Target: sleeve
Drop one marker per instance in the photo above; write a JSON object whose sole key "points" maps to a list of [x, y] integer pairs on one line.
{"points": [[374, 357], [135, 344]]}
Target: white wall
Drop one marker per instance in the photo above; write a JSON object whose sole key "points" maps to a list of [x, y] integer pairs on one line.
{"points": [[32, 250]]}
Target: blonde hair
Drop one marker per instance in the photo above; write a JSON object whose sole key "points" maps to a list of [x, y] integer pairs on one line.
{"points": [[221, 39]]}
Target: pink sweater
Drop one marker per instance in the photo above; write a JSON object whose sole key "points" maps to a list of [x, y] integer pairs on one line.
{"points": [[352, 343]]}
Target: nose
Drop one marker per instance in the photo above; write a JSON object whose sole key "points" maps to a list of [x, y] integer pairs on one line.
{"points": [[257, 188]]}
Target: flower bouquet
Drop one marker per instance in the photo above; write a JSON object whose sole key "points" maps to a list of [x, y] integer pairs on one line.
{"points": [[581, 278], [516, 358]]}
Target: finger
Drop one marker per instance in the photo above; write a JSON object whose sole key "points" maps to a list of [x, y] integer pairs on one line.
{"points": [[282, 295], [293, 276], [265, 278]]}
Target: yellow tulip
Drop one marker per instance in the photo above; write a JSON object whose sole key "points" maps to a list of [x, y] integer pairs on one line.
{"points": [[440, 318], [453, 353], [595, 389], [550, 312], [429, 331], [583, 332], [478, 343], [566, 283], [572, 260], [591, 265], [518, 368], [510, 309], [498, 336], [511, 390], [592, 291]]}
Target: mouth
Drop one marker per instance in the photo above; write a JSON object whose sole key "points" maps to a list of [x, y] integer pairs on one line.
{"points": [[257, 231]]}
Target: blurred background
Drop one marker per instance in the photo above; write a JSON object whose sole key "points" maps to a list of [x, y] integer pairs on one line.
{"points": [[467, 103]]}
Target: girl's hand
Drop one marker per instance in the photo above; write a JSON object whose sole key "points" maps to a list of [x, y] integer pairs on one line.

Your instructions
Would you count the lines in the entries that hold "Target" and reply with only the count?

Response box
11